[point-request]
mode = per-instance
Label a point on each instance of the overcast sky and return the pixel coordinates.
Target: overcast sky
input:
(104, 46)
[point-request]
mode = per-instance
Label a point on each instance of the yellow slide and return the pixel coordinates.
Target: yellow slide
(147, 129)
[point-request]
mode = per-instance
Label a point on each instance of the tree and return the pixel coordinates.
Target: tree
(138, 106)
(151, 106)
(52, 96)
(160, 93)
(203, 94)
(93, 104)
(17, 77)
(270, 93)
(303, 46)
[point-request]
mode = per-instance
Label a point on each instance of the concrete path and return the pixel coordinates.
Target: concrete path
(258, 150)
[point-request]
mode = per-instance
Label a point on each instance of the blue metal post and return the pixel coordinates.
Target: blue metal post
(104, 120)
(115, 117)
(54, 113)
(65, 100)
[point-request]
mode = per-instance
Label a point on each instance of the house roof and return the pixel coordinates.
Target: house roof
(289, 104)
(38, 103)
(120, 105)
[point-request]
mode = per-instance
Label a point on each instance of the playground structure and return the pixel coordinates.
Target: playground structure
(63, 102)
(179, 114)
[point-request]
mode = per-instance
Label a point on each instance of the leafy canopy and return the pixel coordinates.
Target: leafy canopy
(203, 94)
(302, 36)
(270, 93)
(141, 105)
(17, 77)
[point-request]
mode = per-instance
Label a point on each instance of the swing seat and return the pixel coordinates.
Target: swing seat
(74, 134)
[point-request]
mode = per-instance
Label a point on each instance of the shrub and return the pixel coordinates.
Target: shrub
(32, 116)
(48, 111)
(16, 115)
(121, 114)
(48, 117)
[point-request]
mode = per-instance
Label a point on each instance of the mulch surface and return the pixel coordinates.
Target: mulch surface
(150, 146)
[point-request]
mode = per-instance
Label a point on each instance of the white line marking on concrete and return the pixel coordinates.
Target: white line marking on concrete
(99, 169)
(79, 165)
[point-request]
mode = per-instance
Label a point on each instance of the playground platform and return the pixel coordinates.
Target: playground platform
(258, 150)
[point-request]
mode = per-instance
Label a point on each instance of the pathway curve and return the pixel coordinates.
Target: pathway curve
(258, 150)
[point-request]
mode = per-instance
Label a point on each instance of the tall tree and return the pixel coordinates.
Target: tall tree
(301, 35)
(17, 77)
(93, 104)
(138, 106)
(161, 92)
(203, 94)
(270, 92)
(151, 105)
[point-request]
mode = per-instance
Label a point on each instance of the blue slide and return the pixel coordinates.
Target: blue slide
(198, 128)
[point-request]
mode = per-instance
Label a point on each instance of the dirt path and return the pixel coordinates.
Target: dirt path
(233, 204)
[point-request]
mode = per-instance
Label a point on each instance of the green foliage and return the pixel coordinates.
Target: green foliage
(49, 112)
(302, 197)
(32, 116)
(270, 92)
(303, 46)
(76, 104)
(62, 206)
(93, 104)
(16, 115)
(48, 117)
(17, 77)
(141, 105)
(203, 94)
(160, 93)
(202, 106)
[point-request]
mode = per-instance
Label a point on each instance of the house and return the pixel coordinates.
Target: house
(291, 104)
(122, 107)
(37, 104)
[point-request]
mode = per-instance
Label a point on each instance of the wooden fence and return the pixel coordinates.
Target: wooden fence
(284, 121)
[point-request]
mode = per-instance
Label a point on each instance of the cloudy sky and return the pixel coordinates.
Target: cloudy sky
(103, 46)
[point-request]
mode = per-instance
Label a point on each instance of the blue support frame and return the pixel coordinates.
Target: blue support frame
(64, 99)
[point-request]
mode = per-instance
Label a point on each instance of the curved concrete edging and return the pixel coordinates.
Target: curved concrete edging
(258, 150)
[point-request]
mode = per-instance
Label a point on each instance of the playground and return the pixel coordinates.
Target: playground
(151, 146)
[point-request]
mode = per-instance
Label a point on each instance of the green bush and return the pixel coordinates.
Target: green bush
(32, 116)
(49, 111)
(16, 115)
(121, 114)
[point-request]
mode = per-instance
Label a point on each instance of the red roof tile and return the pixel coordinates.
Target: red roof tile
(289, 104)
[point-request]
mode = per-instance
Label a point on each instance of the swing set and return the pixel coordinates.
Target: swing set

• • • • •

THE TASK :: Answer with a number alone: how many lines of the listing above include the string "overcast"?

RESULT :: 2